Text for analysis:
<<<<

IFN-{gamma} and Dex are both potent immunomodulatory agents, exerting pleiotropic effects on different cell types through activation of distinct nuclear signaling pathways mediated by Stat1 and GR, respectively. In monocytes, an important target for IFN-{gamma}-mediated gene regulation is the Fc{gamma}RI, and this response is further enhanced by Dex treatment (34, 35). These findings raised the possibility that Stat1 and GR signaling pathways cooperate functionally. In this study we have investigated the molecular mechanism for the costimulatory effect of Dex on Fc{gamma}RI expression.

>>>>

Data excerpts:
<<<<

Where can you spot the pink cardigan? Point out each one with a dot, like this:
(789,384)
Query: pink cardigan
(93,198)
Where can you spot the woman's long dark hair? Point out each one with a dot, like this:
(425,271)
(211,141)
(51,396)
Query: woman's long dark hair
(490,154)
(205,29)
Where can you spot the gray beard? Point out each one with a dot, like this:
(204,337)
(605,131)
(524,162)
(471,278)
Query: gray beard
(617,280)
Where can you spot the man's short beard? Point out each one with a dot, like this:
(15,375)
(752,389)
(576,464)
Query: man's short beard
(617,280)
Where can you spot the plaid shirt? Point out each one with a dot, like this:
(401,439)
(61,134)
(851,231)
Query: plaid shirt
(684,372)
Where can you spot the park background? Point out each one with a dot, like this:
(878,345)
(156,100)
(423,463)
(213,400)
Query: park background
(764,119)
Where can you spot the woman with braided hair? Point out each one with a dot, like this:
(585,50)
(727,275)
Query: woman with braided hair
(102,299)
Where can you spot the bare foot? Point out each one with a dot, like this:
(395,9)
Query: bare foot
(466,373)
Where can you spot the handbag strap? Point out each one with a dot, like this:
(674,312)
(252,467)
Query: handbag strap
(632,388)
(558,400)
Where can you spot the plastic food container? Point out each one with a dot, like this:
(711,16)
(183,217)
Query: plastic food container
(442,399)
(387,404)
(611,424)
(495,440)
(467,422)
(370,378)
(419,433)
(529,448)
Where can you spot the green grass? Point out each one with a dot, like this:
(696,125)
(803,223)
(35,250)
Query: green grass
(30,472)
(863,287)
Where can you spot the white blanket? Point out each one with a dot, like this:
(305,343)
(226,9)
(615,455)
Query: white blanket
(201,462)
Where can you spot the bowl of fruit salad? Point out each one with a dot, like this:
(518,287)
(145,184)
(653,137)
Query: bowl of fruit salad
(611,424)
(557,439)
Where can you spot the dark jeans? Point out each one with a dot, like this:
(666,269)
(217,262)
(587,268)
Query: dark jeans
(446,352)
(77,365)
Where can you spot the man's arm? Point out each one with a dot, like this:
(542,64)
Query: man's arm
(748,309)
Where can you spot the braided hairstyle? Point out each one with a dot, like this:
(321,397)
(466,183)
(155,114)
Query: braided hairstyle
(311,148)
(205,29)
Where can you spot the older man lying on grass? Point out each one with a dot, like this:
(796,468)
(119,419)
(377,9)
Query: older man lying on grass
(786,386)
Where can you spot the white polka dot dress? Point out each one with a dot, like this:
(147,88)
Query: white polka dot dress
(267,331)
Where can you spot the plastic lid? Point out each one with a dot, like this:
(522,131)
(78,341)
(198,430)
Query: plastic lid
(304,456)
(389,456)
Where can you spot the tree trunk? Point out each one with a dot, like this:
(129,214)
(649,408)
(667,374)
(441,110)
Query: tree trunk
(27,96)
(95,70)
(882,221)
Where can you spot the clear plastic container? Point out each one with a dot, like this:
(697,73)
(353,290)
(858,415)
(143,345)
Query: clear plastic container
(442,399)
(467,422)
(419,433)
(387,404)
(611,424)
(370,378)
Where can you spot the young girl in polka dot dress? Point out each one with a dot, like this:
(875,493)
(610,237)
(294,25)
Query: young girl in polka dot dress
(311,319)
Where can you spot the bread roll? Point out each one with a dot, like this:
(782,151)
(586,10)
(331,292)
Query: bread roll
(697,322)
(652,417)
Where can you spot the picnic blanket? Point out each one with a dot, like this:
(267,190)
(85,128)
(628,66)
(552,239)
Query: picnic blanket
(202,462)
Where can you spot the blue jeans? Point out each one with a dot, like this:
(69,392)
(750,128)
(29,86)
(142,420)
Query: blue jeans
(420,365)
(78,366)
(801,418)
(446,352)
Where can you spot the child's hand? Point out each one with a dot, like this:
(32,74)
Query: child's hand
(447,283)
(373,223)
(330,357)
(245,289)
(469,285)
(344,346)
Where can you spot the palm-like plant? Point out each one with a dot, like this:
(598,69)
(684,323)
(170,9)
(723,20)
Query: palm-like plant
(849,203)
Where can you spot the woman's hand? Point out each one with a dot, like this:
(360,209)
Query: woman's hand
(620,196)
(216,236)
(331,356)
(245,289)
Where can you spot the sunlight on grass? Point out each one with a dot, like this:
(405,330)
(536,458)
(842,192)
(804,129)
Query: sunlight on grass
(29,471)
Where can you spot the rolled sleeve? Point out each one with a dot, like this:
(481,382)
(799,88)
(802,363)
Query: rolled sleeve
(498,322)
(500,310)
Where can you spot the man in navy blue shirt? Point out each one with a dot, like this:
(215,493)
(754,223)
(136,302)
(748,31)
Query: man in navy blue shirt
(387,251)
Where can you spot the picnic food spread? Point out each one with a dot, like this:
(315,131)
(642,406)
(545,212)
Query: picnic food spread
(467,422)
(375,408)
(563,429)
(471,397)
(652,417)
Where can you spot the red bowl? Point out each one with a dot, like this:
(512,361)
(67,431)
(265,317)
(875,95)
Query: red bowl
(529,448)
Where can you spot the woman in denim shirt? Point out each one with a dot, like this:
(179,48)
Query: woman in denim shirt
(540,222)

>>>>

Aim of the task: Translate this sentence from the passage on IFN-{gamma} and Dex into Spanish: "These findings raised the possibility that Stat1 and GR signaling pathways cooperate functionally."

Solution for this exercise: Estos hallazgos plantearon la posibilidad de que las vías de señalización de Stat1 y GR cooperen funcionalmente.